◆ Brief ◆
Rewrite the records starting at the line that has "This tool reads the photo below" and stopping after the line that has "[[[7,874],[1365,874],[1361,4],[10,7]]]", keeping the requests and shifting every coordinate in the answers by -12. Leave the pictures out.

◆ Dataset rows ◆
— start —

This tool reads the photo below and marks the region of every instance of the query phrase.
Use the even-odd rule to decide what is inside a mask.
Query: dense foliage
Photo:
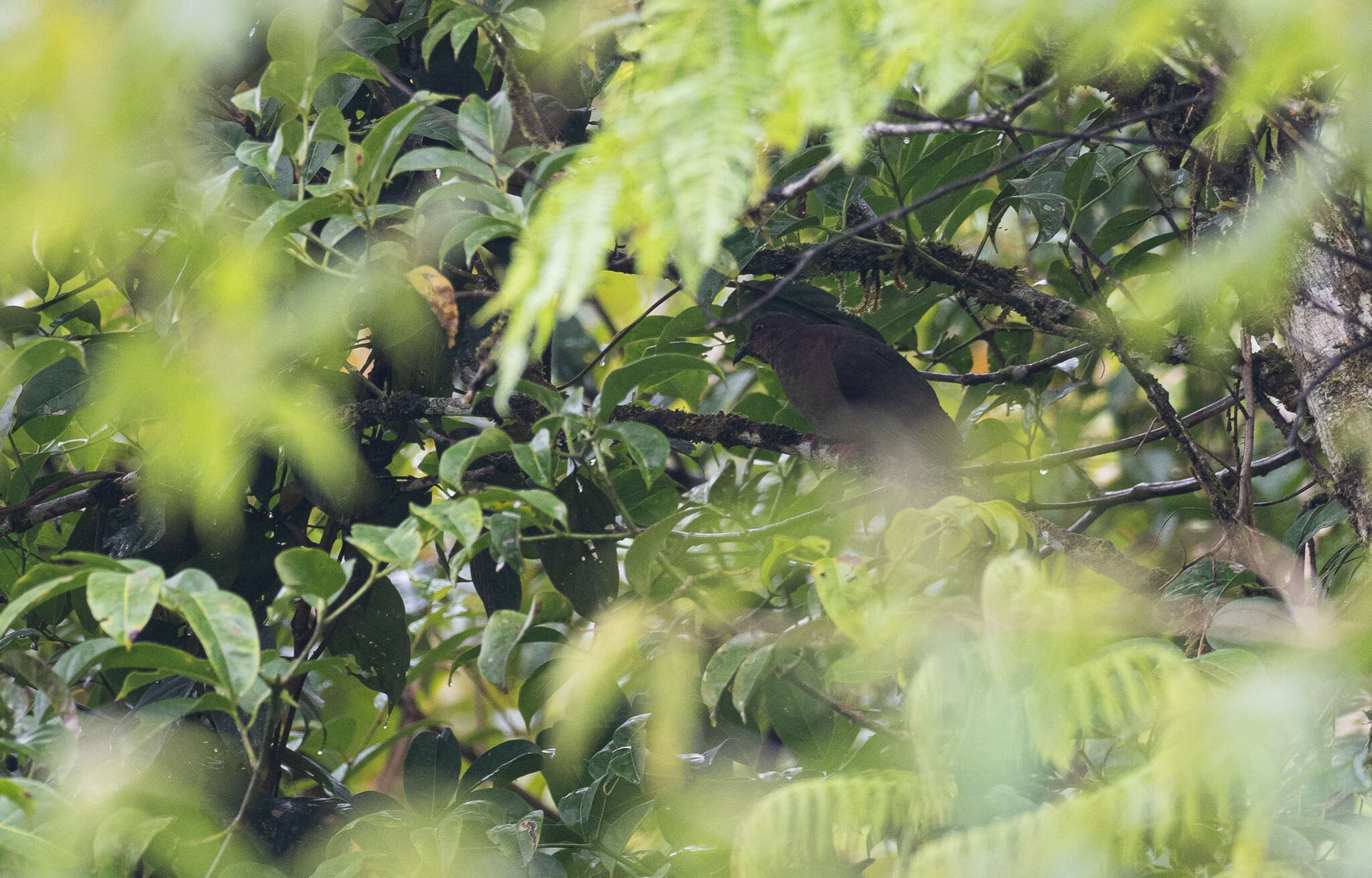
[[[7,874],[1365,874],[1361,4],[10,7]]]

— end —
— start —

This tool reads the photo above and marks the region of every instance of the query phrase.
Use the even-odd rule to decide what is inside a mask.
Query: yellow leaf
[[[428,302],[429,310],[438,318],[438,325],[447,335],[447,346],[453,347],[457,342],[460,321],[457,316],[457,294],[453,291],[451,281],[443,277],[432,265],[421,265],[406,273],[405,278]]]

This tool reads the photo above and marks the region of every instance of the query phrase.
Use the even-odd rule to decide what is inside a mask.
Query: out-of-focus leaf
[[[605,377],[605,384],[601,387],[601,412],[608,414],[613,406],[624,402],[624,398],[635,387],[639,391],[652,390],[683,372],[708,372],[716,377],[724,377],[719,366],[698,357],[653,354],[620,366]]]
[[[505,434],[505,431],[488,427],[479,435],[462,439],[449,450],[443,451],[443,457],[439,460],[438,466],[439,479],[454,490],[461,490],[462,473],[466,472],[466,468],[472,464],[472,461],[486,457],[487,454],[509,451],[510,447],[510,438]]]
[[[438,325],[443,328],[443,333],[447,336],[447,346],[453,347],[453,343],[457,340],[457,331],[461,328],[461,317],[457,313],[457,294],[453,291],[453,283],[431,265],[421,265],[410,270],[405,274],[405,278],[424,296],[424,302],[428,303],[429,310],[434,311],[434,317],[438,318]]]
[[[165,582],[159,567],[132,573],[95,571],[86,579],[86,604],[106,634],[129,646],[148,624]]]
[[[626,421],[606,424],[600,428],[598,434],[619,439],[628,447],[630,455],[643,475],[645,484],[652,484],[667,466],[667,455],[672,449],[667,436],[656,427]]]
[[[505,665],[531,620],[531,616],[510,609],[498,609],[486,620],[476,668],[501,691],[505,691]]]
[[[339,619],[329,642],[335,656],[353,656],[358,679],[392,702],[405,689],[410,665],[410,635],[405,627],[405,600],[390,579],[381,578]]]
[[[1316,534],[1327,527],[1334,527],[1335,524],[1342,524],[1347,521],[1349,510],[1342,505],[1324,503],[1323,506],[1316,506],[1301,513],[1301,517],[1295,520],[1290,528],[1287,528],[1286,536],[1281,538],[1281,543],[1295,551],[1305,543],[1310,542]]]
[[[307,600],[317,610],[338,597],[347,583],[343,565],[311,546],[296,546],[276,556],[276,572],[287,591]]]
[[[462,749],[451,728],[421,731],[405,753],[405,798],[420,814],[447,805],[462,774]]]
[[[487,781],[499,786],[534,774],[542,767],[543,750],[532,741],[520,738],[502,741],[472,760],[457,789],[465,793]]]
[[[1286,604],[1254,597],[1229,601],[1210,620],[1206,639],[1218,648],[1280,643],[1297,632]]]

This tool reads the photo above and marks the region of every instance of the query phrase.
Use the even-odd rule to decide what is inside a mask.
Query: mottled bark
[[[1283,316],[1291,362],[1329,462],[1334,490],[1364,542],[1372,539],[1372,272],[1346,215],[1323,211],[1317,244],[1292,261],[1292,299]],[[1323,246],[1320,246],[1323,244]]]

— end —

◆ Reply to the task ◆
This tool reads the photo below and marks the region of every instance of the query phrase.
Use the even-odd rule to decide what is inside a mask.
Query: dense foliage
Photo:
[[[-5,862],[1353,862],[1349,-8],[-2,-5]]]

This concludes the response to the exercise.